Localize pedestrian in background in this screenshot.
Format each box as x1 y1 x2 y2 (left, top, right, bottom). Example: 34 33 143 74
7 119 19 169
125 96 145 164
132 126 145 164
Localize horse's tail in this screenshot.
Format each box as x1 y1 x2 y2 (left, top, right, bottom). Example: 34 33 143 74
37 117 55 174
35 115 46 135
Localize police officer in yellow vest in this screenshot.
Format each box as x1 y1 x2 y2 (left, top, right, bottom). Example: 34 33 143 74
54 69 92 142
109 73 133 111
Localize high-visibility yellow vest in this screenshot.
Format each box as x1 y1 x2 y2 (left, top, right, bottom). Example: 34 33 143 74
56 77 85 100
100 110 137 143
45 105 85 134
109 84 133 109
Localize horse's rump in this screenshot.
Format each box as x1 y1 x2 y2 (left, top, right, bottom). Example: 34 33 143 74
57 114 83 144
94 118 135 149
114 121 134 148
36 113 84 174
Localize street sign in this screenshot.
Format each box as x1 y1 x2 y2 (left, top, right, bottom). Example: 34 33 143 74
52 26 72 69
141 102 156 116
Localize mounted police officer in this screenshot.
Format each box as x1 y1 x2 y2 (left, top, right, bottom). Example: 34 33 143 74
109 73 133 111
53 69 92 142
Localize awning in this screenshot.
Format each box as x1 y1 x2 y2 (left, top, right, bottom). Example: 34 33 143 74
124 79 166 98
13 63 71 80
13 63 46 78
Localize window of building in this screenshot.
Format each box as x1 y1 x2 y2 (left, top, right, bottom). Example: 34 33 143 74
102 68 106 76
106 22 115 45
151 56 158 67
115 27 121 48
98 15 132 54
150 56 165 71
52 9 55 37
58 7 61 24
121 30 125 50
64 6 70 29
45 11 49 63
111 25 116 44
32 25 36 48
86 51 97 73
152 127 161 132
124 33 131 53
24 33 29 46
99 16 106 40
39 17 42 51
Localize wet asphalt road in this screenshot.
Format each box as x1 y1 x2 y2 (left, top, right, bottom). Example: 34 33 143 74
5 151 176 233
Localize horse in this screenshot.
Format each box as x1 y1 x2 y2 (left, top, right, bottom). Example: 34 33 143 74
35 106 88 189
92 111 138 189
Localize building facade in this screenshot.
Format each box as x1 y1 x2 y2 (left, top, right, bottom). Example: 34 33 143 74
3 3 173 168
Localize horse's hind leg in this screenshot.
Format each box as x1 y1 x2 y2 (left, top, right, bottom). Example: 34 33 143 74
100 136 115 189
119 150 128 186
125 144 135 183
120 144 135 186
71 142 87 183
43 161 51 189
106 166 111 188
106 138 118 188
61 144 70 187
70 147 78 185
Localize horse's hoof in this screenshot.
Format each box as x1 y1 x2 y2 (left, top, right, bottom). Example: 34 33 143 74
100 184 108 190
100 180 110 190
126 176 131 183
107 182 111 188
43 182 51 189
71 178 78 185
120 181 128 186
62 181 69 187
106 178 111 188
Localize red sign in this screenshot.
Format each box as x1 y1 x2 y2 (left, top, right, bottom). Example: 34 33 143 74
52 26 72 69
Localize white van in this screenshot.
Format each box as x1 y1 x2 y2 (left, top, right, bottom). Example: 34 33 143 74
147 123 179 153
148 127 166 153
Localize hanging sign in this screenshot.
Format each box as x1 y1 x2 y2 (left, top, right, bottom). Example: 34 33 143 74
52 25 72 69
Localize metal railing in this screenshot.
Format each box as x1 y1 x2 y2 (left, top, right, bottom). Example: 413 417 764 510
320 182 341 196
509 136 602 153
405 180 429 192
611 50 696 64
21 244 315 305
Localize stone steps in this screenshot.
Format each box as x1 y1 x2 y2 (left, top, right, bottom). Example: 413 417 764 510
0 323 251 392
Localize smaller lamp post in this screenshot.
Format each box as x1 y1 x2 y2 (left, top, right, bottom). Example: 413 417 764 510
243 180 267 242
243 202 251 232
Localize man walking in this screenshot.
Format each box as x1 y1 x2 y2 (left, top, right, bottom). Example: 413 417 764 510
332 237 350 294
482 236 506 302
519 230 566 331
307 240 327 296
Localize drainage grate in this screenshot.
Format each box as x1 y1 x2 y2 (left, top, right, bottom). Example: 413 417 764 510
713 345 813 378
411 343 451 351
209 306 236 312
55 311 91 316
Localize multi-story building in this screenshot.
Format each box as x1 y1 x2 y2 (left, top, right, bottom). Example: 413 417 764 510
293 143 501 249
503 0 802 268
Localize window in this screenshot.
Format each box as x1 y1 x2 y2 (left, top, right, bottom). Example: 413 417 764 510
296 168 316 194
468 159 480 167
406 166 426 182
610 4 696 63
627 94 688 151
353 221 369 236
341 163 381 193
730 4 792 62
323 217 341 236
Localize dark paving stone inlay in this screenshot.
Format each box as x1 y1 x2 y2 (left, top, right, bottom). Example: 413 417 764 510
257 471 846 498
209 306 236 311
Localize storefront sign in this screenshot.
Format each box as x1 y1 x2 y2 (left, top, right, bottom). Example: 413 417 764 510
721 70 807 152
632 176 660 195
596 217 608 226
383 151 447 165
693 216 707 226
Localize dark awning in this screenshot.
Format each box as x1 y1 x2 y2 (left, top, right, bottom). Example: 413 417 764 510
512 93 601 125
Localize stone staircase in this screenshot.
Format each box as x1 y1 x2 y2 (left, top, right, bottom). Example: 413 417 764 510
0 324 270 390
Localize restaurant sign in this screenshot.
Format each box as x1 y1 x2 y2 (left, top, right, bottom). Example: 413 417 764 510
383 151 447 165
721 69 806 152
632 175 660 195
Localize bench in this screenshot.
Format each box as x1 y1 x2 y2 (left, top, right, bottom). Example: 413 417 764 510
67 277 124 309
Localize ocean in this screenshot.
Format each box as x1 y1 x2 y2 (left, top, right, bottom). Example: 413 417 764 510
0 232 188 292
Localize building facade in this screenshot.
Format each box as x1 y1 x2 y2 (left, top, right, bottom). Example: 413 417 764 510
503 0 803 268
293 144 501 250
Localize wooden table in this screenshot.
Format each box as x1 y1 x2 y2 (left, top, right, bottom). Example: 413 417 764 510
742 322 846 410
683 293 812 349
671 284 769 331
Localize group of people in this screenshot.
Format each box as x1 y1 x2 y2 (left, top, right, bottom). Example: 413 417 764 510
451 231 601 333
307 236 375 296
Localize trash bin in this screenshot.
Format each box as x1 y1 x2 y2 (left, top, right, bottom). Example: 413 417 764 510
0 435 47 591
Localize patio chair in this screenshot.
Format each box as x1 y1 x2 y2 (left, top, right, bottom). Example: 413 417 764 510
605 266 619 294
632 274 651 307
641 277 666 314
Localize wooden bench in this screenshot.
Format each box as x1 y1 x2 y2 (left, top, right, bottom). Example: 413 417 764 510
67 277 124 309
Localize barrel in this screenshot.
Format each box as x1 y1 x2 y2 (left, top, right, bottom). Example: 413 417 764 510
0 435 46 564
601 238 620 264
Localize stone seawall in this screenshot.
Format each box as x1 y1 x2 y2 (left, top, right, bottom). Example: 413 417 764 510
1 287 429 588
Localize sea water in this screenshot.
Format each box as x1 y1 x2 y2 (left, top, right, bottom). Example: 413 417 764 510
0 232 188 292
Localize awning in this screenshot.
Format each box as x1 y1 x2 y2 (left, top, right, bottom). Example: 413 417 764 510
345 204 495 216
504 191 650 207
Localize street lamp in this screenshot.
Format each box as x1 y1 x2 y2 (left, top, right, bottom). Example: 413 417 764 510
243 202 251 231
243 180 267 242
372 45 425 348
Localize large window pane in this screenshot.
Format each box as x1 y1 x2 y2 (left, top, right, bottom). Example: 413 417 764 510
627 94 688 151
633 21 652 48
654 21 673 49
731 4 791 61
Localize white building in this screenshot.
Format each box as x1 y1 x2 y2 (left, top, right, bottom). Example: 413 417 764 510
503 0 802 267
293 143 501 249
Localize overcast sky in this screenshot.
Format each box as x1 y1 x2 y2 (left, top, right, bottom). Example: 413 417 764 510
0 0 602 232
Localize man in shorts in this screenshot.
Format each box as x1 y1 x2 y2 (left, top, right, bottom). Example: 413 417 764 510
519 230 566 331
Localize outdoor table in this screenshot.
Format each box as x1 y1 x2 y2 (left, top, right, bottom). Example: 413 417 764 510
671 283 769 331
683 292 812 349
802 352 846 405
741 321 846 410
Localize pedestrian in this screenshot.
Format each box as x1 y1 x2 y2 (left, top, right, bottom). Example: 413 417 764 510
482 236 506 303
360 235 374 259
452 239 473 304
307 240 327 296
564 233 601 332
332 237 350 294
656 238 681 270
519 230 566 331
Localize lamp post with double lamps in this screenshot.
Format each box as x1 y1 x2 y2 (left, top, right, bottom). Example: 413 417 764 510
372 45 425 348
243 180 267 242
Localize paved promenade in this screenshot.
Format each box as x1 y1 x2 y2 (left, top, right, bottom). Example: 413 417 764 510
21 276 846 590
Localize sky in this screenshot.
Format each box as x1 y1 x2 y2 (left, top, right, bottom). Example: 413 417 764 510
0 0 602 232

════════

#### Task prompt:
Using the entries shown above, reproduce verbatim the lines from the line bearing "Localize street sign in this screenshot." to the line bearing "Localize metal railing in this screenshot.", inclusive.

#### Written solution:
Localize street sign in this screenshot.
Format each box as x1 y1 x2 y2 (left, top, right, bottom). Example: 34 33 143 74
52 26 72 69
141 102 156 116
Localize mounted police officer in this screenshot.
Format each box as x1 y1 x2 y2 (left, top, right, bottom). Example: 34 33 143 74
109 73 133 111
53 69 92 142
Localize awning in this screenshot.
Format each box as x1 y1 x2 y2 (left, top, right, bottom). Example: 34 33 143 74
124 79 166 98
13 63 71 80
13 63 46 78
Localize window of building in this screenshot.
Format each box as x1 y1 x2 y2 (left, top, right, bottom). Example: 34 33 143 74
102 68 106 76
106 22 115 45
151 56 158 67
115 27 121 48
98 15 132 54
150 56 165 71
52 9 55 37
58 7 61 24
121 30 125 50
64 6 70 29
45 11 49 63
111 25 116 44
32 25 36 48
86 51 97 73
152 127 161 132
124 33 131 53
24 33 29 46
99 16 106 40
39 17 42 51
Localize wet asphalt road in this screenshot.
Format each box as x1 y1 x2 y2 (left, top, right, bottom). Example: 34 33 143 74
5 151 176 233
Localize horse in this screenshot.
Format each box as x1 y1 x2 y2 (left, top, right, bottom). Example: 34 33 143 74
35 106 88 189
92 111 138 189
Localize building facade in this screenshot.
Format each box as x1 y1 x2 y2 (left, top, right, bottom). Example: 34 33 143 74
3 3 173 168
Localize horse's hind leg in this screenshot.
Format each box as x1 y1 x2 y2 (left, top, right, bottom). Example: 34 33 143 74
100 136 115 189
119 150 128 186
125 144 135 183
120 144 135 186
71 142 87 183
43 161 51 189
106 166 111 188
106 138 118 188
61 144 70 187
70 147 78 185
Localize horse's hoof in this screenshot.
Format each box as x1 y1 x2 y2 (left, top, right, bottom). Example: 34 33 143 74
100 184 108 190
100 180 110 190
126 176 131 183
107 182 111 188
43 182 51 189
71 178 78 185
120 181 128 186
62 181 69 187
106 178 111 188
Localize red sign in this screenshot.
Format each box as x1 y1 x2 y2 (left, top, right, bottom). Example: 34 33 143 74
52 26 72 69
Localize white van in this screenshot.
Format each box as x1 y1 x2 y2 (left, top, right, bottom). Example: 34 33 143 74
147 123 179 153
148 127 166 153
Localize hanging sign in this screenshot.
Format each box as x1 y1 x2 y2 (left, top, right, bottom). Example: 34 33 143 74
52 25 72 69
Localize metal railing in this screenshot.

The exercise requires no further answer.